(SUPPLIED ENTRIES begins)

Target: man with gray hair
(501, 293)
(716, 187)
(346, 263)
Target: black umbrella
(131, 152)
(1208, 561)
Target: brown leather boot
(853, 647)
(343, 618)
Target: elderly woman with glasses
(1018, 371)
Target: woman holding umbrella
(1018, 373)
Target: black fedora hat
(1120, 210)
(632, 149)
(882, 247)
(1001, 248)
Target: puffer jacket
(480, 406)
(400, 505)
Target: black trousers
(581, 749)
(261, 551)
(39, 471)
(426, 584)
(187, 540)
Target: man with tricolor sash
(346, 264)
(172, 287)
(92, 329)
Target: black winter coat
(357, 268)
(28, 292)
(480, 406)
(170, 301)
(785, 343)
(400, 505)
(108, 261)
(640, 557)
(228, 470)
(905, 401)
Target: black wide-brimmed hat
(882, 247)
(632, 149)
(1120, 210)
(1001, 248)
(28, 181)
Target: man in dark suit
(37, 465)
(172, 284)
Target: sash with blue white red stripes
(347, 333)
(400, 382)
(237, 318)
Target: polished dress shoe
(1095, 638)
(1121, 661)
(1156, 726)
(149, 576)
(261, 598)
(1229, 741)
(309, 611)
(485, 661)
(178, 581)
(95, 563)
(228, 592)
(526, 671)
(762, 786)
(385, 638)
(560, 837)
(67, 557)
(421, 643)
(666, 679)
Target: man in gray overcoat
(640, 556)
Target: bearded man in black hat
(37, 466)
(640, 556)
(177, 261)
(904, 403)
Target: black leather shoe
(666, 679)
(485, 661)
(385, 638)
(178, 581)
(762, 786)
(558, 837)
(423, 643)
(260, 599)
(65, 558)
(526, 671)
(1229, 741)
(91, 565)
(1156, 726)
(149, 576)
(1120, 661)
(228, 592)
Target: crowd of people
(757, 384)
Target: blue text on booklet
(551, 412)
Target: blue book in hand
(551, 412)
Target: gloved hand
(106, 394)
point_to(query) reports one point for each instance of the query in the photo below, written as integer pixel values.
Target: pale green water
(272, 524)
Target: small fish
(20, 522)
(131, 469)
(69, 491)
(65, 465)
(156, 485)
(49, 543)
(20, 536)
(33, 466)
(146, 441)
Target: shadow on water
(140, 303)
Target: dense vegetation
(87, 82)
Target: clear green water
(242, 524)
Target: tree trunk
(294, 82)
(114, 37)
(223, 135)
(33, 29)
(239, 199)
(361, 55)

(SUPPLIED ENTRIES ends)

WORK ORDER:
The records need to be copied exactly, with no line left out.

REPLY TO THE EXERCISE:
Target: man with gray hair
(501, 293)
(716, 187)
(346, 263)
Target: black umbrella
(131, 152)
(1208, 561)
Target: brown leather boot
(853, 647)
(343, 618)
Target: elderly woman with glasses
(1018, 371)
Target: woman holding umbrella
(1018, 373)
Target: black fedora hat
(1120, 210)
(632, 149)
(882, 247)
(1001, 248)
Target: puffer jacket
(480, 406)
(400, 505)
Target: black trousers
(581, 749)
(261, 551)
(39, 471)
(426, 584)
(187, 540)
Target: man with tricolor sash
(346, 264)
(172, 287)
(92, 329)
Target: black winter coat
(357, 268)
(28, 292)
(480, 406)
(170, 301)
(785, 343)
(400, 505)
(108, 261)
(640, 557)
(228, 470)
(905, 401)
Target: black wide-brimmed hat
(882, 247)
(632, 149)
(1120, 210)
(1001, 248)
(28, 181)
Target: man in dark suit
(37, 465)
(172, 284)
Target: sash with blue white red stripes
(347, 333)
(400, 382)
(237, 318)
Target: polished dress shoe
(1095, 638)
(1121, 661)
(1156, 726)
(149, 576)
(261, 598)
(1229, 741)
(309, 611)
(485, 661)
(178, 581)
(95, 563)
(228, 592)
(526, 671)
(762, 786)
(385, 638)
(560, 837)
(67, 557)
(421, 643)
(666, 679)
Target: man in gray overcoat
(640, 556)
Target: bearded man in black hat
(37, 466)
(640, 556)
(177, 261)
(904, 403)
Target: black leather shoe
(666, 679)
(485, 661)
(385, 638)
(178, 581)
(762, 786)
(558, 837)
(423, 643)
(260, 599)
(65, 558)
(526, 671)
(1229, 741)
(91, 565)
(1156, 726)
(149, 576)
(1120, 661)
(228, 592)
Target: crowd of people
(757, 384)
Target: blue text on booklet
(551, 412)
Target: blue book in hand
(551, 412)
Target: gloved hand
(106, 394)
point_to(query) reports one point for each instance of the query in the photo below, written as integer pixel values.
Target: pale green water
(272, 524)
Target: small fish
(20, 522)
(131, 469)
(69, 491)
(65, 465)
(156, 485)
(49, 543)
(20, 536)
(33, 466)
(146, 441)
Target: shadow on water
(140, 303)
Target: dense vegetation
(87, 82)
Target: clear green water
(242, 524)
Target: tree trunk
(294, 82)
(114, 37)
(223, 135)
(33, 29)
(239, 199)
(361, 55)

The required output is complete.